[ASSIGNED TASK]: Using the data beneath this instruction, retype only the lines from the one that contains "GET /detect?query=cap brim" down to the one that contains "GET /detect?query=wooden shutter", both included, exactly as they appear.

[INPUT DATA]:
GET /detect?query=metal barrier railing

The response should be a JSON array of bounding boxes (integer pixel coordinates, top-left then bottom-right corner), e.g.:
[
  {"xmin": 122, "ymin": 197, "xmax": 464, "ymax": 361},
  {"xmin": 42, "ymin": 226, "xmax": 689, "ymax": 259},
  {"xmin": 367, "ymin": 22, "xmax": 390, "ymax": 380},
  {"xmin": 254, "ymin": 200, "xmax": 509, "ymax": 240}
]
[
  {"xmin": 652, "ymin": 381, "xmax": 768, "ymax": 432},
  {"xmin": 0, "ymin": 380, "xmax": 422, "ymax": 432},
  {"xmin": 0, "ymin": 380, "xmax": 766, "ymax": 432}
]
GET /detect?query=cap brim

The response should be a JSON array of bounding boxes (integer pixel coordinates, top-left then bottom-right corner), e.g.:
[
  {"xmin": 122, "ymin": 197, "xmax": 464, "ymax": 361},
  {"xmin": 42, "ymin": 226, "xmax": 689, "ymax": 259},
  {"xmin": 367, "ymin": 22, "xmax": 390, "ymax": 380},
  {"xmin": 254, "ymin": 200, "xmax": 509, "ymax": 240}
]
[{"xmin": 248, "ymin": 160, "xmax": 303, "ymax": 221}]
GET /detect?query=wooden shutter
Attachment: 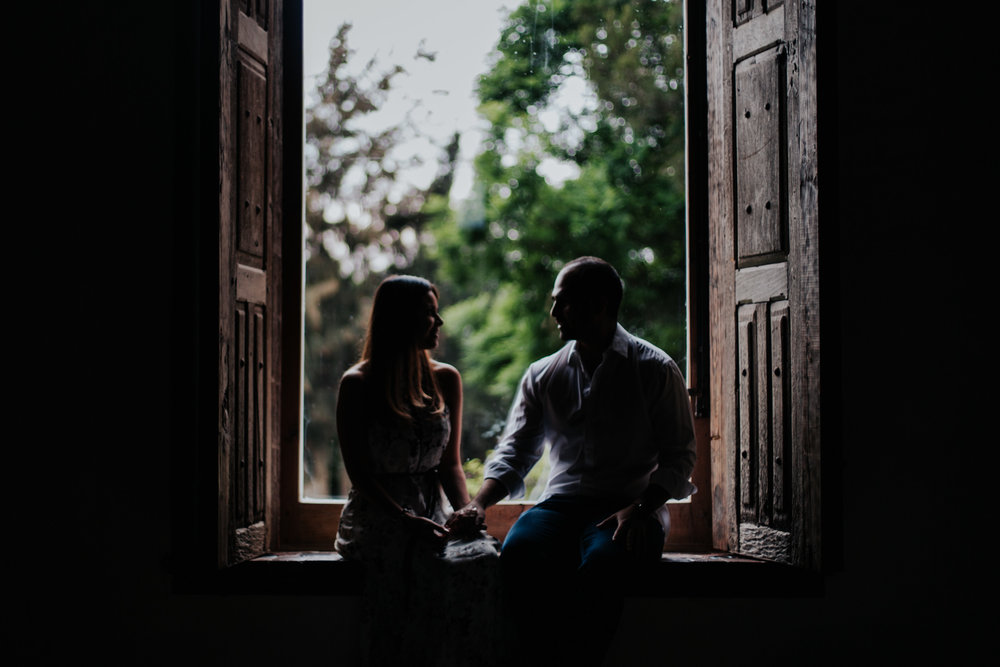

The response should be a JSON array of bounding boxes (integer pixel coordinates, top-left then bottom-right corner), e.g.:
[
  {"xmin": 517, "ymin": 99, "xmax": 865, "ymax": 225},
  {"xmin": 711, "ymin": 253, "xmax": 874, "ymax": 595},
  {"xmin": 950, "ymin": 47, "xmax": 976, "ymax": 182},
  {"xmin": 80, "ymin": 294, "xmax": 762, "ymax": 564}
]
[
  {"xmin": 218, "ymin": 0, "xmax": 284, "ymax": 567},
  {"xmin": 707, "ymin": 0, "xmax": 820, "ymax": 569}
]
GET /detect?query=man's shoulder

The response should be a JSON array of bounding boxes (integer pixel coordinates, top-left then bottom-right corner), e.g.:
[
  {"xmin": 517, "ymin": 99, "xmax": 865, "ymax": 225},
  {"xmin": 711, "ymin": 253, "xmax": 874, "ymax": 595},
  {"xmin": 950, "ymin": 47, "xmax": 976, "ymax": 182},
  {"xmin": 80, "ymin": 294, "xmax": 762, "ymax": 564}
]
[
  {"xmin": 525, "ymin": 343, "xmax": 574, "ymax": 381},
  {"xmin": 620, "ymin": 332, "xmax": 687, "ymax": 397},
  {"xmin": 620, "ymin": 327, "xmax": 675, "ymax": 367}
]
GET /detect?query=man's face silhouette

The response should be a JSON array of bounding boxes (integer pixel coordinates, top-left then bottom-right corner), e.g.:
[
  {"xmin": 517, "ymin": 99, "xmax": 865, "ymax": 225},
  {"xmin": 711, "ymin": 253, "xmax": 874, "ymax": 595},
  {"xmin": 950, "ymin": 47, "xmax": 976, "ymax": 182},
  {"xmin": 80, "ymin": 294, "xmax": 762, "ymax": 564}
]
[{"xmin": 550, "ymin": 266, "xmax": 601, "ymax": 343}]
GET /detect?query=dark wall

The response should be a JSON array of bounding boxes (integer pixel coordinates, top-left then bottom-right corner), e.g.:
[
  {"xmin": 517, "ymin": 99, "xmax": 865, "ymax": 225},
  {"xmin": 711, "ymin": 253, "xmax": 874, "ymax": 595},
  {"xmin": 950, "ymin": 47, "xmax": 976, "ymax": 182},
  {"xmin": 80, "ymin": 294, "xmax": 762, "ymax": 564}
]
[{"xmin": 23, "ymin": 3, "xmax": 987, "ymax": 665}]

[FINISHED TASK]:
GET /detect?query=cap brim

The response should be a JSON array of bounding boxes (integer pixel coordinates, top-left then bottom-right corner), e.g.:
[
  {"xmin": 122, "ymin": 197, "xmax": 464, "ymax": 361},
  {"xmin": 42, "ymin": 226, "xmax": 689, "ymax": 259},
  {"xmin": 367, "ymin": 22, "xmax": 390, "ymax": 380},
  {"xmin": 254, "ymin": 200, "xmax": 509, "ymax": 240}
]
[{"xmin": 248, "ymin": 160, "xmax": 303, "ymax": 221}]
GET /detect?query=wooden shutter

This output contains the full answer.